* The task:
State only how many lines below include the string "figure".

··· Records supplied

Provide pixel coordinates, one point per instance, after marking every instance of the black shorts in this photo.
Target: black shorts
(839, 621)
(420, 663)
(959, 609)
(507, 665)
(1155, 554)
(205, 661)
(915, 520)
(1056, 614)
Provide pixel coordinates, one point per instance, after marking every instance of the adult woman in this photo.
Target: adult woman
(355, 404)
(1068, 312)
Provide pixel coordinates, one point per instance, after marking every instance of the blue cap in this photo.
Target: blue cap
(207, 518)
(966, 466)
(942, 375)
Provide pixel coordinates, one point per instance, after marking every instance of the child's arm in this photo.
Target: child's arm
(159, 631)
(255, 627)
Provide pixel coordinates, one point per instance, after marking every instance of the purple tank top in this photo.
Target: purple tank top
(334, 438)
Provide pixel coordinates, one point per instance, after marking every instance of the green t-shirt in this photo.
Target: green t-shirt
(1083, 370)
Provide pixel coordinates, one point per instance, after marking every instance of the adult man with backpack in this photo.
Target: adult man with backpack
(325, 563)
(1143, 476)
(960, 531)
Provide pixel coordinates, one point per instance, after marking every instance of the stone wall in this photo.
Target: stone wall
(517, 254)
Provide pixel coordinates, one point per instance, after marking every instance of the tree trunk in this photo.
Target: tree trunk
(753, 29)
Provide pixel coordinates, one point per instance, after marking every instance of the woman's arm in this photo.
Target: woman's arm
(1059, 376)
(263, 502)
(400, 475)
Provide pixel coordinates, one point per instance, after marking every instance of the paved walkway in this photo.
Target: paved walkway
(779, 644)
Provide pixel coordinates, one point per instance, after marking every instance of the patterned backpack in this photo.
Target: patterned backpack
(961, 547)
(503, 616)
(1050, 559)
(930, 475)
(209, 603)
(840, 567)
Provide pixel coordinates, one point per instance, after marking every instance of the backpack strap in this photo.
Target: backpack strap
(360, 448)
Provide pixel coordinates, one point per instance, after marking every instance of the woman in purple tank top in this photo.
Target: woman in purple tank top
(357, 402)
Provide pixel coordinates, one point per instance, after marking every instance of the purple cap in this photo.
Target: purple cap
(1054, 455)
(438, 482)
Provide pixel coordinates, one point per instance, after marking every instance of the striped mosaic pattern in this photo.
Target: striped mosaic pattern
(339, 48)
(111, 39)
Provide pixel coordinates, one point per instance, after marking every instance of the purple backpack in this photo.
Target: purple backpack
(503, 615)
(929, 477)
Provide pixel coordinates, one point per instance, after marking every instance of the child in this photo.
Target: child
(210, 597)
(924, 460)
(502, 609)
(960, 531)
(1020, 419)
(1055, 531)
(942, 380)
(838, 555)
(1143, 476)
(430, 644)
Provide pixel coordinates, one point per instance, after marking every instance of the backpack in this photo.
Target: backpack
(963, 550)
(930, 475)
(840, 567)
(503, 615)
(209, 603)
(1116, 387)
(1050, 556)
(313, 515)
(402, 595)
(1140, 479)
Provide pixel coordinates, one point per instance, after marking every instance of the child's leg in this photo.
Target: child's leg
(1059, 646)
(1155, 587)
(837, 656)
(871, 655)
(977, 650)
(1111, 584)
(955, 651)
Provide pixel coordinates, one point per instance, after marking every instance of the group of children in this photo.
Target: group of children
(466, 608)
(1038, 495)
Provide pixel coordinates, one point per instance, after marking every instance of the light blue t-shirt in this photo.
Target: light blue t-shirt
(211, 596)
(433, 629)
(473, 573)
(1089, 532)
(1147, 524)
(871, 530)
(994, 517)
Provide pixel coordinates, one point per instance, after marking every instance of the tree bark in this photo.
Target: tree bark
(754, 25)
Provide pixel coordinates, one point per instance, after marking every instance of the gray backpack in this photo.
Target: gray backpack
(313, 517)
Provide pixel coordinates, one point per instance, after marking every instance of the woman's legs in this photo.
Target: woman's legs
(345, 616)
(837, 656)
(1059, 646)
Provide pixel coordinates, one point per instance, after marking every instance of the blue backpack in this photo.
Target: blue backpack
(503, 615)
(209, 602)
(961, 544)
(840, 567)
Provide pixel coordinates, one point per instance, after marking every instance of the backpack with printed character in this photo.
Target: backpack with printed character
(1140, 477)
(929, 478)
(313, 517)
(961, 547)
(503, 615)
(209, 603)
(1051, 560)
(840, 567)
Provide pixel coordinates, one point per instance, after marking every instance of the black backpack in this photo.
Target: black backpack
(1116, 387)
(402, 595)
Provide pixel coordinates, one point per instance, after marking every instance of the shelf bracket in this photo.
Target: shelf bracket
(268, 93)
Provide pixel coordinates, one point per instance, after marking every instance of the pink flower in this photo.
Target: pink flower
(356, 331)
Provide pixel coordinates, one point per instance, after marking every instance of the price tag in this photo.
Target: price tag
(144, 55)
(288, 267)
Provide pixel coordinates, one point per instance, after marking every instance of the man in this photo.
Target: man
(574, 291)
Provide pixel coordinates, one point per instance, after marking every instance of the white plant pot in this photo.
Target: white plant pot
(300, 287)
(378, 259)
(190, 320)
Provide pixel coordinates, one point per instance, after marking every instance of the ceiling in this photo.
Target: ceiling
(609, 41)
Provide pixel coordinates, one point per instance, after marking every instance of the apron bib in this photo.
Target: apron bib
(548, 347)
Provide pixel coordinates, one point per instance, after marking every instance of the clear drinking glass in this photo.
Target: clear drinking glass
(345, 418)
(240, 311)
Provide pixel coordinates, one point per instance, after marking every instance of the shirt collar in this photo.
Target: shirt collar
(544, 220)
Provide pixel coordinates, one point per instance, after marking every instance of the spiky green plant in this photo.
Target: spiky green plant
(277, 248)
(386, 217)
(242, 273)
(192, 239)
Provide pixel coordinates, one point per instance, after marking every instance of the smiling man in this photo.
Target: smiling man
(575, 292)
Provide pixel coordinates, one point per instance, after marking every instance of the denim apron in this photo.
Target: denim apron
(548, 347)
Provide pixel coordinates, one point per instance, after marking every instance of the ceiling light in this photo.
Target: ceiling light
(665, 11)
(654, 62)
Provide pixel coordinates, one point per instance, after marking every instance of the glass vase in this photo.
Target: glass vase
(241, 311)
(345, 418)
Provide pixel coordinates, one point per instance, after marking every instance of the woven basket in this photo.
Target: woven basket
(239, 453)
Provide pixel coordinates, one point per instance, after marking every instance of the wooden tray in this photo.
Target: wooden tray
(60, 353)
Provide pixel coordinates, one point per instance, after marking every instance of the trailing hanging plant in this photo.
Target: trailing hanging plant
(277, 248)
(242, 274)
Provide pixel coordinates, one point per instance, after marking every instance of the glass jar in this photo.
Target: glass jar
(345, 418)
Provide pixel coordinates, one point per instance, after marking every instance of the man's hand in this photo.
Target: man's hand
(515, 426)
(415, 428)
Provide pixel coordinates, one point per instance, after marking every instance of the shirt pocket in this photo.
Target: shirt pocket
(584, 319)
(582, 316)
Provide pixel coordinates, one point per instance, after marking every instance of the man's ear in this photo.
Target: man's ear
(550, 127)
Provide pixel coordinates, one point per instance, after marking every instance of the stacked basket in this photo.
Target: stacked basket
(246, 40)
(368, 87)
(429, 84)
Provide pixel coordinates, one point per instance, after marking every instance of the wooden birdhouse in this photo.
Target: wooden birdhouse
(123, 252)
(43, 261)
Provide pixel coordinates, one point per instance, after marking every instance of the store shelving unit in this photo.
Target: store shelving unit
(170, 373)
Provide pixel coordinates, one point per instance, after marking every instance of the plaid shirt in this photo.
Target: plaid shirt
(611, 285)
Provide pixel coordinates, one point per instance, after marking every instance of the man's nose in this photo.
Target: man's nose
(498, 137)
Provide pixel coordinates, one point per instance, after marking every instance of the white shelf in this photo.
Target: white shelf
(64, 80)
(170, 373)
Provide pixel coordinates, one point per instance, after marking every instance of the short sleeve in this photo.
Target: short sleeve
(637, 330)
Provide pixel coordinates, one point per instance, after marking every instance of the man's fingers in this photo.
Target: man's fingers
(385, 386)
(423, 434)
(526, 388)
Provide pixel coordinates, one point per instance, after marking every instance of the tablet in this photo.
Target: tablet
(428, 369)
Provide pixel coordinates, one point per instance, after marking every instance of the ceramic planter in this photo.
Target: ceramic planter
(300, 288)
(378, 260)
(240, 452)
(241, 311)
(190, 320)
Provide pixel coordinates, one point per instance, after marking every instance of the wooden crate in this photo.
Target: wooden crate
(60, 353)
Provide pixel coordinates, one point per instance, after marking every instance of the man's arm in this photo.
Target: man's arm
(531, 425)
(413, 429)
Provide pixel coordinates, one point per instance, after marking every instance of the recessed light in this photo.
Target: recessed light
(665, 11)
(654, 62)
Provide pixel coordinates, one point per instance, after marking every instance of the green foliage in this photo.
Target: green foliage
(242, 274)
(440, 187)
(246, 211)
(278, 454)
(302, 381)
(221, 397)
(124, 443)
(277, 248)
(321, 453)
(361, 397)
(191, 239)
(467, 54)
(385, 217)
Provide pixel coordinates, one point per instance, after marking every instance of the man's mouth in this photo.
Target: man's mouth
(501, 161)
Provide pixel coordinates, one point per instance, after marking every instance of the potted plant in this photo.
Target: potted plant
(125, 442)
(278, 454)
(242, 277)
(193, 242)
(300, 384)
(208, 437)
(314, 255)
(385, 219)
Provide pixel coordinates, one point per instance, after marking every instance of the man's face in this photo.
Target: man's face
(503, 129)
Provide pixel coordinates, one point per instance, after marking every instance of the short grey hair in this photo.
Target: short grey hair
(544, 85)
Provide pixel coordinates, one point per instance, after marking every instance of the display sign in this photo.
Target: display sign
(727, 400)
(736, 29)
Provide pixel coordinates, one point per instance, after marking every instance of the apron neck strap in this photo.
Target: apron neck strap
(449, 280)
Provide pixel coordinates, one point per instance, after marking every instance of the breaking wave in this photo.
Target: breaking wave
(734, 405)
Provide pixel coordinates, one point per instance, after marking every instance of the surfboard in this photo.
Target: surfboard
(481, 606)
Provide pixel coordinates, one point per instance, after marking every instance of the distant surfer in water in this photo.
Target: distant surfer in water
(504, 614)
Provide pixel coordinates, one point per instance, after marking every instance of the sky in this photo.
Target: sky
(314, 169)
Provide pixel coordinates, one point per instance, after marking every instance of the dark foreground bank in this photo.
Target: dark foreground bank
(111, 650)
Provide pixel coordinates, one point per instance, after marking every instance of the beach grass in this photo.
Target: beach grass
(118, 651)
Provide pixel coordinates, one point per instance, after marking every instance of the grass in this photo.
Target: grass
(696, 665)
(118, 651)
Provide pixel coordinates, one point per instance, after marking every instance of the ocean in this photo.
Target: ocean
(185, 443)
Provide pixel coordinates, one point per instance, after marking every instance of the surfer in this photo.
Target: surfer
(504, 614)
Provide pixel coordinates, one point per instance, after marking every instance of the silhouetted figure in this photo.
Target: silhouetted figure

······

* Answer to the problem:
2